:: WRITTEN TASK 1 ::
In the Recorded data, change "separate" to "distinct" in the part that opens with the line containing "outline black bucket, every instance" and runs through the end of the records. Leave everything else as it is, and give back only that part.

:: EXCERPTED PASSAGE ::
Listorama: Facebook status updates vol 6

Betarish is...

feeling well upholstered
at work
now trying to type with a cat on his lap
diving into it already
getting ready to go at it again
has new glasses now
hypertastic, baby
says, insomnia, you might try to break me, but you will not beat me!
all about the work for the next five days or so
in work for the seventh day in a row
in work for the ninth day in a row
in work for the tenth day in a row
in work for the eleventh day in a row, but it’s OK as he’s nearly out of pitch purdah
in work for the twelfth day in a row, but all is calm if not all that awake
in work for the thirteenth day in a row, but the long weekend is coming
not at work! Instead, he’s heading out to Blackheath soon
slowly recovering from the morning’s run
is thinking about what to have for breakfast
no longer thinking about breakfast
back back back
reckons 4.30am is not the best time in the world to be awake
one year and counting
something. Or other. Or maybe nothing at all
not thanking the Academy for anything at all
asking you all to think twice, because it might not be another day in paradise
has installed twitter. Hurrah!

(Recorded data)
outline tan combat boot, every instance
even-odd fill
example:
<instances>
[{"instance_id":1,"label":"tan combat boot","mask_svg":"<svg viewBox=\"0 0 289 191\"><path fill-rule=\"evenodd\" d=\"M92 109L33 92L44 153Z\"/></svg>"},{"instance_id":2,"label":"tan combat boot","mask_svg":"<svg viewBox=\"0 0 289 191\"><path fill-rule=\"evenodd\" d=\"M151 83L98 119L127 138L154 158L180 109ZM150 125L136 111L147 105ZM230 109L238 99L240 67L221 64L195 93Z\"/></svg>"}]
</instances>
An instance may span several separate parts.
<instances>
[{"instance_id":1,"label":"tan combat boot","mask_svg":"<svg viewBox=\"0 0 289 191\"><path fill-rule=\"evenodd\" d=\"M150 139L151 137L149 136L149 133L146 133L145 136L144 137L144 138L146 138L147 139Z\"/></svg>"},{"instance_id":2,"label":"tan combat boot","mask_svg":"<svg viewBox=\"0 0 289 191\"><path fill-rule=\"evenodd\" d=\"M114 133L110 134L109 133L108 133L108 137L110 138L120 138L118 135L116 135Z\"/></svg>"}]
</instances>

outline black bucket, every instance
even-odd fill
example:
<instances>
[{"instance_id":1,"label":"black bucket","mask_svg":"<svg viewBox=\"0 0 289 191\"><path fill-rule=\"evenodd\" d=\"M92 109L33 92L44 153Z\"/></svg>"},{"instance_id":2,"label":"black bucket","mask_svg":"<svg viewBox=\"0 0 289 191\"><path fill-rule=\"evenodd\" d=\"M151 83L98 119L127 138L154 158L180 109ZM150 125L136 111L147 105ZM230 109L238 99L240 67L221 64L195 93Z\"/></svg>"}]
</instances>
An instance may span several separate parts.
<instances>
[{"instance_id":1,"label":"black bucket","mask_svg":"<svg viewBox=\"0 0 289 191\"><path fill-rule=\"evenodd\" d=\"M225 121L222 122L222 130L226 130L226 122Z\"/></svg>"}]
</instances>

:: WRITTEN TASK 2 ::
Write the next few lines of the list of Facebook status updates, picking up after the last one shown.

:: FINAL ANSWER 1 ::
outline black bucket, every instance
even-odd fill
example:
<instances>
[{"instance_id":1,"label":"black bucket","mask_svg":"<svg viewBox=\"0 0 289 191\"><path fill-rule=\"evenodd\" d=\"M92 109L33 92L44 153Z\"/></svg>"},{"instance_id":2,"label":"black bucket","mask_svg":"<svg viewBox=\"0 0 289 191\"><path fill-rule=\"evenodd\" d=\"M151 83L98 119L127 138L154 158L180 109ZM150 125L136 111L147 105ZM230 109L238 99L240 67L221 64L195 93Z\"/></svg>"}]
</instances>
An instance may span several distinct parts.
<instances>
[{"instance_id":1,"label":"black bucket","mask_svg":"<svg viewBox=\"0 0 289 191\"><path fill-rule=\"evenodd\" d=\"M225 121L222 122L222 130L226 130L226 122Z\"/></svg>"}]
</instances>

:: FINAL ANSWER 2 ::
asks: does twitter make the status update here redundant?
resting, but in a non-theatrical sense
has more to do. As always
is all about the something or other
on the way to Rockferry
is chuffed at being asked to be Matt’s best man
a diamond hoo ha man, baby
all la la la whatever really
on civvy street
trying to avoid frustration
must remember not to run if he hasn’t had dinner the night before
will most likely be blown away later
reckons something’s going on. He’s just not sure what
has forgotten himself
is about to start writing. Again.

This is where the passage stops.